113 本当は自分で生きたくて生きているのに、人のせいみたいに「生きなければならない」と思っているのだから、生きている限り何もかもが人のせいみたいになるのは当然だ。生きるためには、食べなければならない、食べるためには、稼がなければならない、そのためには、仕事をしなければならない。この「しなければならない」の繰り返しが、大人の言うところの「生活」だ。しなければならなくてする生活、生きなければならなくて生きる人生なんかが、どうして楽しいものであるだろう。

116 会社員や主婦の仕事を、そのまま楽しむことができるなら、それはその意味での才能なんだ。楽しんで仕事をしているうちに、気がつかなかった自分の才能に、気がつくこともあるだろう。生きなければならないから仕事をしなければならないなんて思っている限りは、人は決して本当には生きることはできないんだ。

  さあ、君は、どっちの人生を選ぶだろう。食べるために生きるのか、生きるために食べるのか。いずれの人生を選ぶにせよ、それは完全に君の自由だということ、覚悟を決めなくちゃね。

 私は、たまたま高校時代をオーストラリアで過ごしたのですが、オーストラリア人は「遊ぶために、仕事をする」人たちです。それに対して、日本人は「仕事をするために、遊ぶ」人たちです。私は、振り子の両極端の生活はできず、「遊びが仕事、仕事が遊び」みたいなところを見出す努力をしています。

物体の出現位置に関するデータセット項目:

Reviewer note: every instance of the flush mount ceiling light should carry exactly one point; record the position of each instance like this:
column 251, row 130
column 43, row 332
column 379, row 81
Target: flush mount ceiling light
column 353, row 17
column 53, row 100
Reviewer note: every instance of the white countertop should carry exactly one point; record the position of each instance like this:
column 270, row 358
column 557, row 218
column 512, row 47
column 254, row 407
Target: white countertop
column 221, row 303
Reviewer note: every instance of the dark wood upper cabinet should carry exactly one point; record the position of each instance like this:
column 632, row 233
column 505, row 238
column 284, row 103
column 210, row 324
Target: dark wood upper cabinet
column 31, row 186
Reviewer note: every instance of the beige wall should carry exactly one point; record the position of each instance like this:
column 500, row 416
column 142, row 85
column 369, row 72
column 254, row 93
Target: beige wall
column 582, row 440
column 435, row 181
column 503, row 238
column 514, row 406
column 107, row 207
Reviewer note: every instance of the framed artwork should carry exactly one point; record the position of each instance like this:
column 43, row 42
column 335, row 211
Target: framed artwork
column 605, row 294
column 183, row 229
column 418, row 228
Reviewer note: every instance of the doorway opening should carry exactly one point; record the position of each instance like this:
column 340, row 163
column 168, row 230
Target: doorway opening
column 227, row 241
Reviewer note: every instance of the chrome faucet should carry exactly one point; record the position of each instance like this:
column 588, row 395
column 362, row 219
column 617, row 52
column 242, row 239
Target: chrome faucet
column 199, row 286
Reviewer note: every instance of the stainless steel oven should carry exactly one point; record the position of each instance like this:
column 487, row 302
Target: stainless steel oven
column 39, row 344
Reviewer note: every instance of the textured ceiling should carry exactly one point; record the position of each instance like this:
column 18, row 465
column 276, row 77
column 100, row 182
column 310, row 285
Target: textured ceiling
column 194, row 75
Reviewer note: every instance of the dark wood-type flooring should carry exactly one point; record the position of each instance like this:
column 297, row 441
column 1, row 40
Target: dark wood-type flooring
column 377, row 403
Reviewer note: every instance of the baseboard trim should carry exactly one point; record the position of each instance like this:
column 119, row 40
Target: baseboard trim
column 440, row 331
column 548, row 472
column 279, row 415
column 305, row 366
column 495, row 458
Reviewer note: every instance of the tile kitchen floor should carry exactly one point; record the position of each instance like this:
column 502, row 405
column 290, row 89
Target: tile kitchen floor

--- 課題内容 1 ---
生きることと仕事についての文章から、「さあ、君は、どっちの人生を選」から「ろを見出す努力をしています。」までを、両端の語句も含めて一字一句そのまま書き写してください。
--- 課題内容 2 ---
生きることと仕事についての文章を、最後の文の後から書き継ぐこと。
これらの項目は、生きることと仕事についての文章とは別の資料である。

--- 期待される出力 1 ---
さあ、君は、どっちの人生を選ぶだろう。食べるために生きるのか、生きるために食べるのか。いずれの人生を選ぶにせよ、それは完全に君の自由だということ、覚悟を決めなくちゃね。

 私は、たまたま高校時代をオーストラリアで過ごしたのですが、オーストラリア人は「遊ぶために、仕事をする」人たちです。それに対して、日本人は「仕事をするために、遊ぶ」人たちです。私は、振り子の両極端の生活はできず、「遊びが仕事、仕事が遊び」みたいなところを見出す努力をしています。

--- 期待される出力 2 ---
★ マルチ能力と単に好きな教科(=『13歳のハローワーク』)の違うところは、例えば私のような空間認識能力のある人間は、建築家、都市計画家、あるいは写真家や画家などになればいいというのではないことです。確かに、学校時代は、地理・歴史(だけ)は得意でした。
 しかし、場所に関連づけてくれれば覚えることに苦労しないので、他の教科でもそれを使うことで、選択肢が広がります。同じように音感能力のある人は、音楽的なことを他の教科でも活用したり、運動・身体能力の優れた人は、からだを使うことを他の教科を学ぶときに活用すれば、そして人間関係の得意な人はそれを活用することでいろいろな教科をよく学べる可能性が高くなるという具合です。
 得意なことだけの枠の中に閉じ込めておいてはもったいない、という発想です。